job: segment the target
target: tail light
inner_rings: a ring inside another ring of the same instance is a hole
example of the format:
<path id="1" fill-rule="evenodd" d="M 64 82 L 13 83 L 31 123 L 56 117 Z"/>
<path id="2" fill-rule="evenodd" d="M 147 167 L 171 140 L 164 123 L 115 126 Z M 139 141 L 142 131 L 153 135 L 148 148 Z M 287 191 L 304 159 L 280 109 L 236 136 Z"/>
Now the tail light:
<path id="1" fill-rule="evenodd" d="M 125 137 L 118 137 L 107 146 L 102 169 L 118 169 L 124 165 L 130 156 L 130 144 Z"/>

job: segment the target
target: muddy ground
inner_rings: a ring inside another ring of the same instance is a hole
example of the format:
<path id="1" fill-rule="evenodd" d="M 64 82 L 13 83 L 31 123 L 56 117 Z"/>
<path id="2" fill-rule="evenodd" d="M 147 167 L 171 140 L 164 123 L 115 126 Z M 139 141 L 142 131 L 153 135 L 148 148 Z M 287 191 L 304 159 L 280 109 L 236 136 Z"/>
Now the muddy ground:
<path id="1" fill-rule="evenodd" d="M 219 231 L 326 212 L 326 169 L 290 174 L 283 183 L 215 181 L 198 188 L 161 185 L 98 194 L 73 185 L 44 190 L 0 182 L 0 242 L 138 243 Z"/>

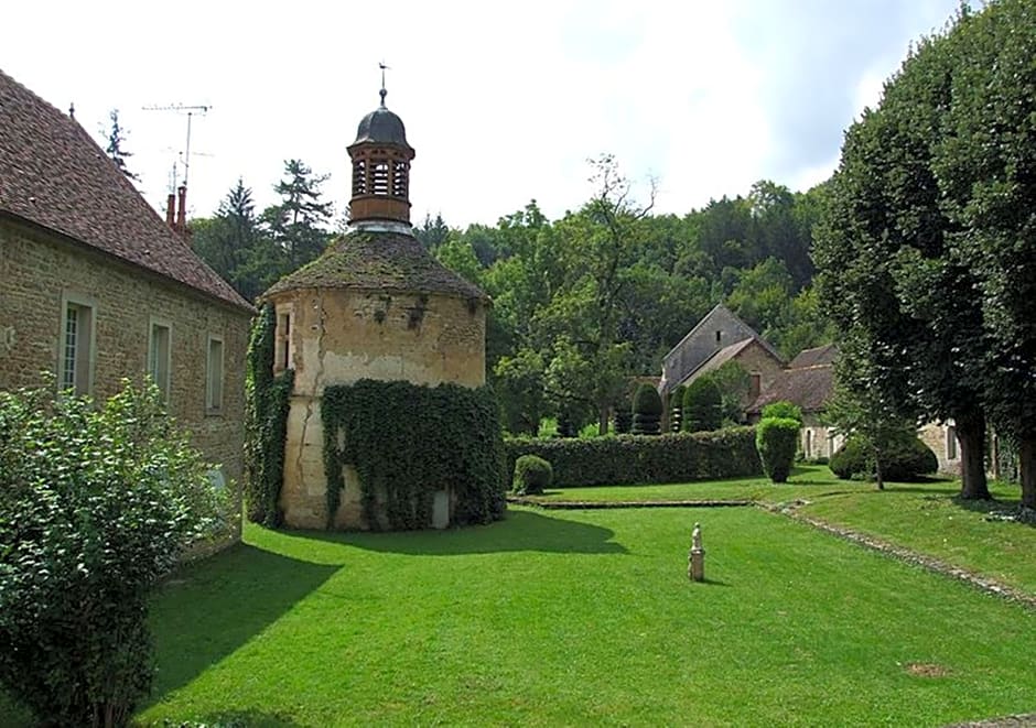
= = = = =
[To do]
Reproduce the material above verbatim, line for line, omitting the picture.

[Problem solution]
job: segment the target
target: tail light
inner_rings: a ring inside another ring of the same instance is a hole
example of the format:
<path id="1" fill-rule="evenodd" d="M 64 82 L 13 83 L 31 123 L 56 117 Z"/>
<path id="2" fill-rule="evenodd" d="M 147 167 L 171 140 L 164 123 L 115 126 Z M 139 141 L 142 131 L 153 135 L 148 148 Z M 287 191 L 304 159 L 280 109 L 236 136 Z"/>
Now the tail light:
<path id="1" fill-rule="evenodd" d="M 125 137 L 118 137 L 107 146 L 102 169 L 118 169 L 124 165 L 130 156 L 130 144 Z"/>

job: segment the target
target: muddy ground
inner_rings: a ring inside another ring of the same instance is a hole
example of the format:
<path id="1" fill-rule="evenodd" d="M 64 82 L 13 83 L 31 123 L 56 117 Z"/>
<path id="2" fill-rule="evenodd" d="M 147 167 L 171 140 L 164 123 L 115 126 Z M 139 141 L 142 131 L 153 135 L 148 148 Z M 287 191 L 304 159 L 280 109 L 236 136 Z"/>
Now the muddy ground:
<path id="1" fill-rule="evenodd" d="M 219 231 L 326 212 L 326 169 L 290 174 L 283 183 L 215 181 L 198 188 L 161 185 L 98 194 L 73 185 L 44 190 L 0 182 L 0 242 L 138 243 Z"/>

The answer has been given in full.